Task prompt ▸ Filter the data below and copy out every line that contains the word "jacket".

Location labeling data
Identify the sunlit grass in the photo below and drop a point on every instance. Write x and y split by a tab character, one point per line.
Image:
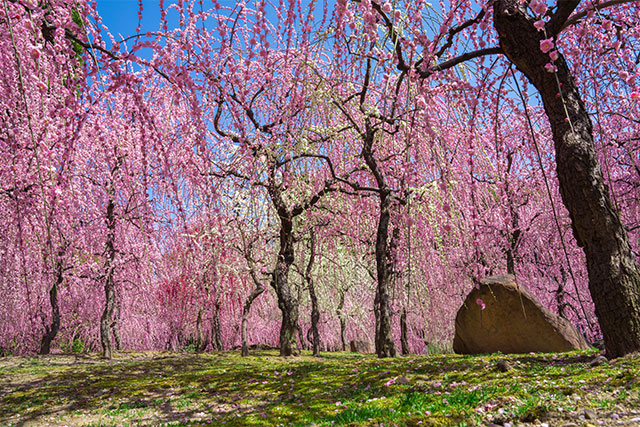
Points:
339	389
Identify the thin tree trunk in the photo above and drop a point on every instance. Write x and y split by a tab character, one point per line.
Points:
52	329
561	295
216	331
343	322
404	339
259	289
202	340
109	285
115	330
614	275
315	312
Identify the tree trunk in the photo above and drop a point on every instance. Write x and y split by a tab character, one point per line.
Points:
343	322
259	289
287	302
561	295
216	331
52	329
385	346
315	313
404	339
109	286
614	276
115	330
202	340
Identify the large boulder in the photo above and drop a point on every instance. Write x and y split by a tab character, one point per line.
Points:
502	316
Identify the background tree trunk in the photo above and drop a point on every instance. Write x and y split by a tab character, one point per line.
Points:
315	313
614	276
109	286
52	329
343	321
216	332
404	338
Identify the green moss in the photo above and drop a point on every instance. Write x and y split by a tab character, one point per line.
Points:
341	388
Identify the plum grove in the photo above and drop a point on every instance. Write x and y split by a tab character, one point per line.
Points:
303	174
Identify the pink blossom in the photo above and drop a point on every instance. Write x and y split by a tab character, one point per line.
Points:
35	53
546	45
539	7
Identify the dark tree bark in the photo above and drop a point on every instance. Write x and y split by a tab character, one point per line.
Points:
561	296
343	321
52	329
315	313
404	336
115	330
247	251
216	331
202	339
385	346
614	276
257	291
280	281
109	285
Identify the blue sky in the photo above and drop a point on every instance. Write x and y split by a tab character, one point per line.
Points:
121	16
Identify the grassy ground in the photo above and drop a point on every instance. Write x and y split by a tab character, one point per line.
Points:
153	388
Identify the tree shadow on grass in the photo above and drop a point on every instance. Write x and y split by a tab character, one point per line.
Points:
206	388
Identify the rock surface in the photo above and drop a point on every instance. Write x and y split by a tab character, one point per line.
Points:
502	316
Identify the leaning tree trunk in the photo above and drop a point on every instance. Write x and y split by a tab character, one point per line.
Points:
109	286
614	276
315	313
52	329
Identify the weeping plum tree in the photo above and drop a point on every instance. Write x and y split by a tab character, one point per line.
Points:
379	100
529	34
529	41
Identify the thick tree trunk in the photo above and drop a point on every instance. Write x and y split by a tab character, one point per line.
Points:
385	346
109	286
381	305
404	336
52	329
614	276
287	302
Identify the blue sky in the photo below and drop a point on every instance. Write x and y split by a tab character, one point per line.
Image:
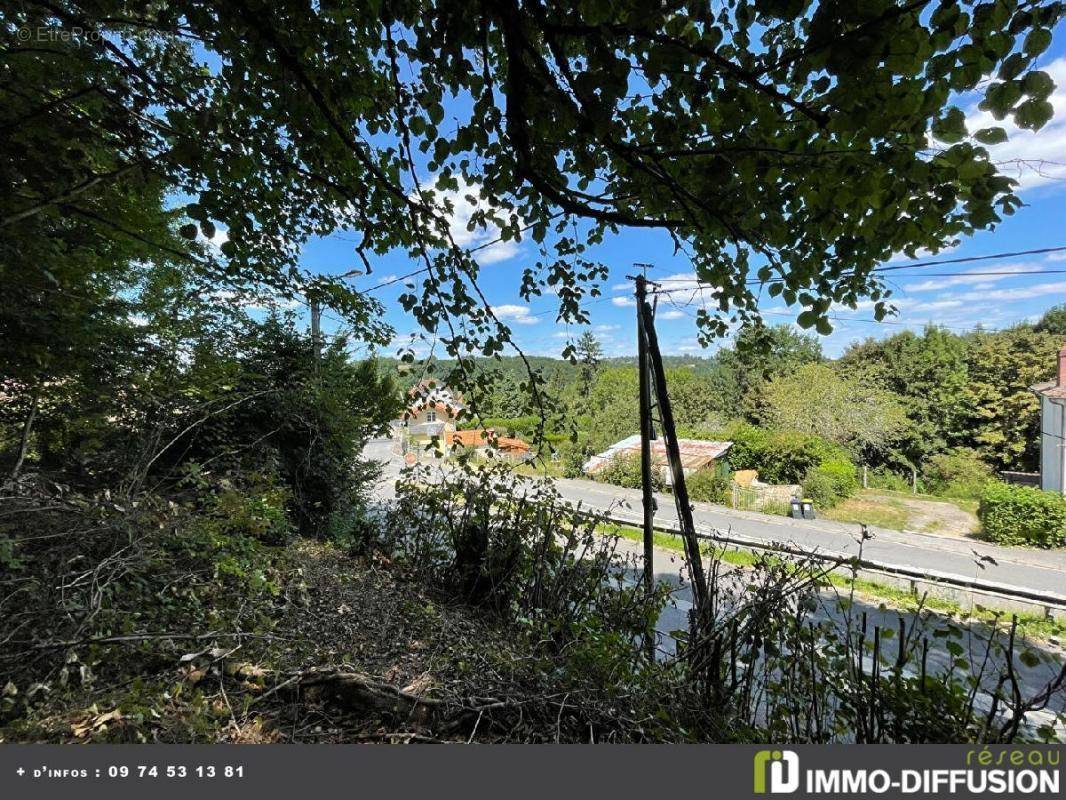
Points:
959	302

* * *

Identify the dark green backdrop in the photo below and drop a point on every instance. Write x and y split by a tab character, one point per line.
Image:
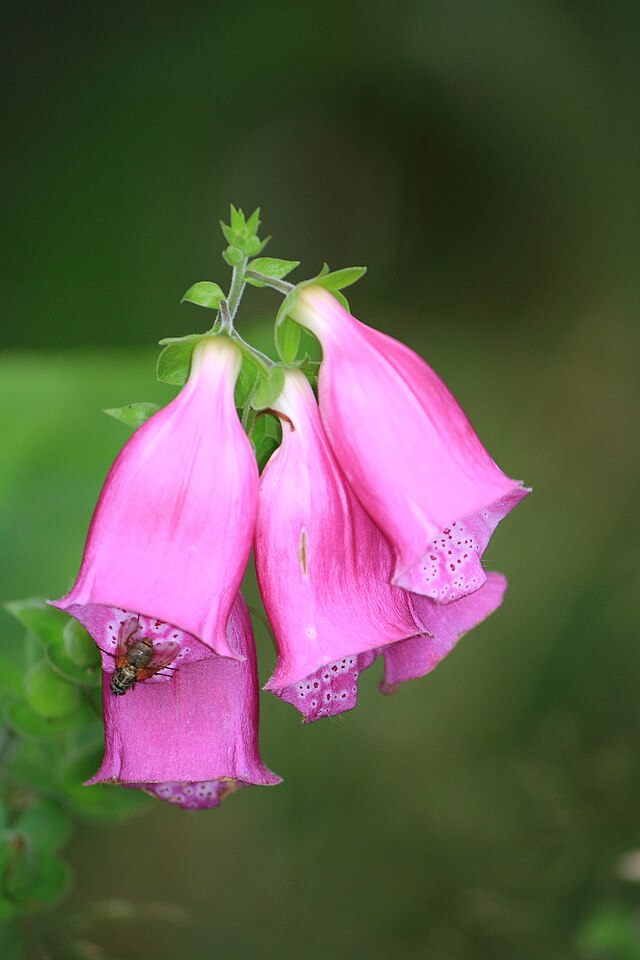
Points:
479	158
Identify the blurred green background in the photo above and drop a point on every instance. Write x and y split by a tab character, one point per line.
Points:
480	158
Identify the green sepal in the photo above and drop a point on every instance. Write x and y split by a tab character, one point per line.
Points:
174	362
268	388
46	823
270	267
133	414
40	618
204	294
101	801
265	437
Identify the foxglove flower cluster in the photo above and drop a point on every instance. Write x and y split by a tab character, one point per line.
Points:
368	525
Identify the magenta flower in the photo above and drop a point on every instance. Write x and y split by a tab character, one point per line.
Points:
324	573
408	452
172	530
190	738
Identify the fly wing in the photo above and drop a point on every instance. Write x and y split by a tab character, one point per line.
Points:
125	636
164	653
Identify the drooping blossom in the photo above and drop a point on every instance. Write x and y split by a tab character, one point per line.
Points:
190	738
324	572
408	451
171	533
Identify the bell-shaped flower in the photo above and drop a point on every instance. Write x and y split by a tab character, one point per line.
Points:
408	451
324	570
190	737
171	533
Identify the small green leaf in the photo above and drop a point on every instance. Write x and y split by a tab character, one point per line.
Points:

--

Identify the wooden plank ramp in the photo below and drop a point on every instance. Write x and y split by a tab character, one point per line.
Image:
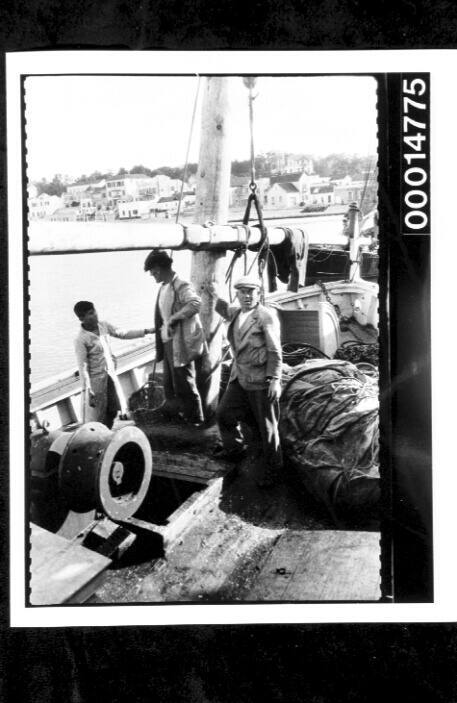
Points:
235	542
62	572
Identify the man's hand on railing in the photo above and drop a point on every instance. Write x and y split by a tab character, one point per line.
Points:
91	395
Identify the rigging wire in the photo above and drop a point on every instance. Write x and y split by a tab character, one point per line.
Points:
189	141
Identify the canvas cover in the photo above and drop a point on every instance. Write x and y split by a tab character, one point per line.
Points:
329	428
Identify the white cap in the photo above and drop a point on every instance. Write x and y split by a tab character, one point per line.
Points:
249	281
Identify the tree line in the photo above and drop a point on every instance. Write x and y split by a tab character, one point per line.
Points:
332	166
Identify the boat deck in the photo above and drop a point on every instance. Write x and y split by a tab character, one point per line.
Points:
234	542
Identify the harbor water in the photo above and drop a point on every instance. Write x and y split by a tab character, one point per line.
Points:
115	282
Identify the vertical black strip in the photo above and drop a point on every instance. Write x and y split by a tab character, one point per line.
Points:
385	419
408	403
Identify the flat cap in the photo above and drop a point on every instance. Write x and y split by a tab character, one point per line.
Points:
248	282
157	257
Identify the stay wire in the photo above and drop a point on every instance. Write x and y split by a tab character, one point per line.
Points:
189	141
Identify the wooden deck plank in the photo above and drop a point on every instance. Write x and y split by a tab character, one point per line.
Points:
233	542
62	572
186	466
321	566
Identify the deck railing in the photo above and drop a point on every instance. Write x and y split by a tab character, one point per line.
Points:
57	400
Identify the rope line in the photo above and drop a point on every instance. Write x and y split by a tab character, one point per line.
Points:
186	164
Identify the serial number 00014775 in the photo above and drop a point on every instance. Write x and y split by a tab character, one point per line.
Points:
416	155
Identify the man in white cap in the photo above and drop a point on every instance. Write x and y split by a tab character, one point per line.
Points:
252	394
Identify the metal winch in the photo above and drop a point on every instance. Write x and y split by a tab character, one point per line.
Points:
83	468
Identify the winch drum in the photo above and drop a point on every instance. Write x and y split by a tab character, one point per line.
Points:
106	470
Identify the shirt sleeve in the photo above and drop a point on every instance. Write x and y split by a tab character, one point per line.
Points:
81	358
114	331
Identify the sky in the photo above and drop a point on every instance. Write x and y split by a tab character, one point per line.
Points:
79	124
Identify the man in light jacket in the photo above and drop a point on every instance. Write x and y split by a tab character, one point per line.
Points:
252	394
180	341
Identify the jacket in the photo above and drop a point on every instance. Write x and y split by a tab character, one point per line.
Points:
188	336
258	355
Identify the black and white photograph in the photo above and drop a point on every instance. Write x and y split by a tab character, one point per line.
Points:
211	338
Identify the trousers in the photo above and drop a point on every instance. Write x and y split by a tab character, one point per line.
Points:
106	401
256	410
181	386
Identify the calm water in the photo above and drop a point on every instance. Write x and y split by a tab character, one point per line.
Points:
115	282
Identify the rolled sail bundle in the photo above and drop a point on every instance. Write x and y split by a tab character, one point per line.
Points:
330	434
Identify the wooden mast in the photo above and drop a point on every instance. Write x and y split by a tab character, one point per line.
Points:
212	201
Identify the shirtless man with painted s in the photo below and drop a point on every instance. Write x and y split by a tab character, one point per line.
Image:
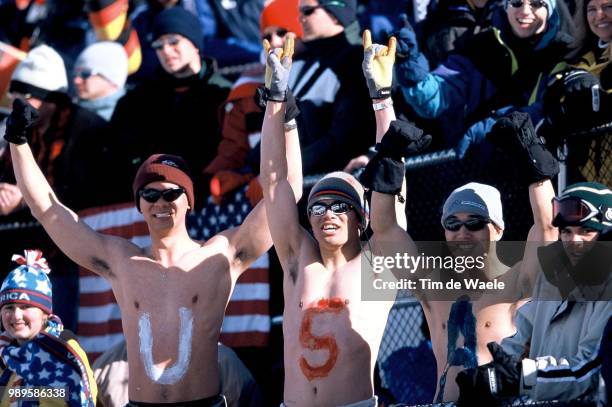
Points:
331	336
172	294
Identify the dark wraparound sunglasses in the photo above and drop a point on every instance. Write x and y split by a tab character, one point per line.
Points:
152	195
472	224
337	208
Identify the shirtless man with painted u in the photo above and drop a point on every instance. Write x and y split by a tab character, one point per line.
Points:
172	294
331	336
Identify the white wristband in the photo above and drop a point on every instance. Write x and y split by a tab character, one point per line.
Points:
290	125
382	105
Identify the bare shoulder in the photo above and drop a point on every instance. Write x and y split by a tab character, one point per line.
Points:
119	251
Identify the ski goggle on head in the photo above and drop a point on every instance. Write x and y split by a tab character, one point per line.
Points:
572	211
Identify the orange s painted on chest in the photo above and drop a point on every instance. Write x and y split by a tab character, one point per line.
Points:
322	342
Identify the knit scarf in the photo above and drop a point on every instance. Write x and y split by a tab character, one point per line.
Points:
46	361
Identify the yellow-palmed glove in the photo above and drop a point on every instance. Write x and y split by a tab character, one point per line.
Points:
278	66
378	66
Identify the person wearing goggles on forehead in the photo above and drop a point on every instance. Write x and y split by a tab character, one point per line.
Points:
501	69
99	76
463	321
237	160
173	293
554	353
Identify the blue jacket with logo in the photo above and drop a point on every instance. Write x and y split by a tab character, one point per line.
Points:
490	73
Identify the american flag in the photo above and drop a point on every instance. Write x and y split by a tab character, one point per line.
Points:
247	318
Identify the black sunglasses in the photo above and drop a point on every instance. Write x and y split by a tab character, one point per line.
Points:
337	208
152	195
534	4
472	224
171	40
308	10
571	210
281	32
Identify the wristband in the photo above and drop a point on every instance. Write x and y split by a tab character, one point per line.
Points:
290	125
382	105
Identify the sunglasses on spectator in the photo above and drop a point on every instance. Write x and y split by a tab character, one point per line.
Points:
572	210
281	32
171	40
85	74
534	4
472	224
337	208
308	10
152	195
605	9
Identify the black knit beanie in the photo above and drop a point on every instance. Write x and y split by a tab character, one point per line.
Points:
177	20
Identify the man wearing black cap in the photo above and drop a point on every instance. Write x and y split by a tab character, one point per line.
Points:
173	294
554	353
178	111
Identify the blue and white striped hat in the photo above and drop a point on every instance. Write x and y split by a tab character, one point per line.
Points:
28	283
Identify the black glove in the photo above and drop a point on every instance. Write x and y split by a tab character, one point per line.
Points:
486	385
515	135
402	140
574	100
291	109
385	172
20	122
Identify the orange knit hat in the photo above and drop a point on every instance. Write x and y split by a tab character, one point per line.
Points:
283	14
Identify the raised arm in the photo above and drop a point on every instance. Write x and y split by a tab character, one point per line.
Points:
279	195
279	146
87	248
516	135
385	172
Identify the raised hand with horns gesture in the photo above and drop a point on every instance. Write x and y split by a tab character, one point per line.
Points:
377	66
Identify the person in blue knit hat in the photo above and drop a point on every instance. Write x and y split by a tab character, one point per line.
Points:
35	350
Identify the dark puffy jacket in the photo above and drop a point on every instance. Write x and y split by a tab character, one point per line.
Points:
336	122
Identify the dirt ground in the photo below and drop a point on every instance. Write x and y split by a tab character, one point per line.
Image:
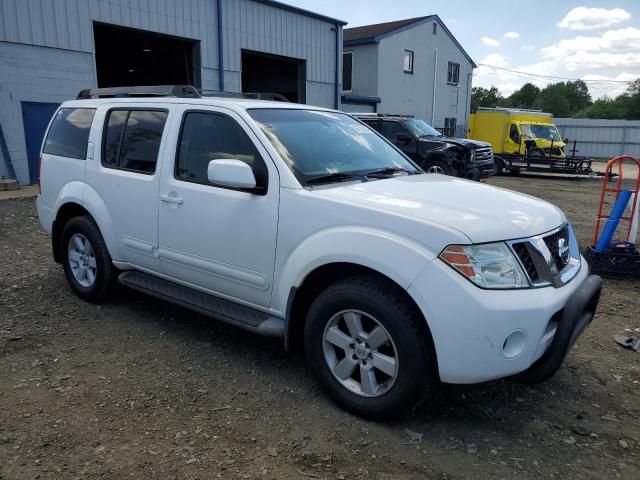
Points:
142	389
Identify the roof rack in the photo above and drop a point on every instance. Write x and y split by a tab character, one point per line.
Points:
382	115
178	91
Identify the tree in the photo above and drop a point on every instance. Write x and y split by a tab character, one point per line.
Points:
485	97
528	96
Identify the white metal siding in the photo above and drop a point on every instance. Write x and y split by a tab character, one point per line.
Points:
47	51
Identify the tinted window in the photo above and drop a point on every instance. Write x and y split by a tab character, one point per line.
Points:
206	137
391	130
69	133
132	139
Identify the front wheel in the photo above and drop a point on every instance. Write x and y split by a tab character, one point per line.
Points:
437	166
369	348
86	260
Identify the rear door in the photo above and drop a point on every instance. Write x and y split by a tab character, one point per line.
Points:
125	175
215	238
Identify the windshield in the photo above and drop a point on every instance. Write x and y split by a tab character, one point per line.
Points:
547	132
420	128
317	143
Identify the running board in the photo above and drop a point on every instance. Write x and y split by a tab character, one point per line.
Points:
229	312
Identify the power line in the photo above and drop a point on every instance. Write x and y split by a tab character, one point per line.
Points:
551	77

Task response ▸
Identify the man in light jacket in the photo above and drop a point on every instance. Write x and y split by a tab character, one point per line.
Identify the jacket in the photo above and drop a point on every instance. Write x and y split by a tab character, one point per line.
Identify the blue jacket with logo in the photo above and drop a point on every instance. Write x and y split by a tab character, one point per line.
Identify the dark puffy jacket in the photo above and drop a point on every instance. Write x and y split by a tab character, one point per line.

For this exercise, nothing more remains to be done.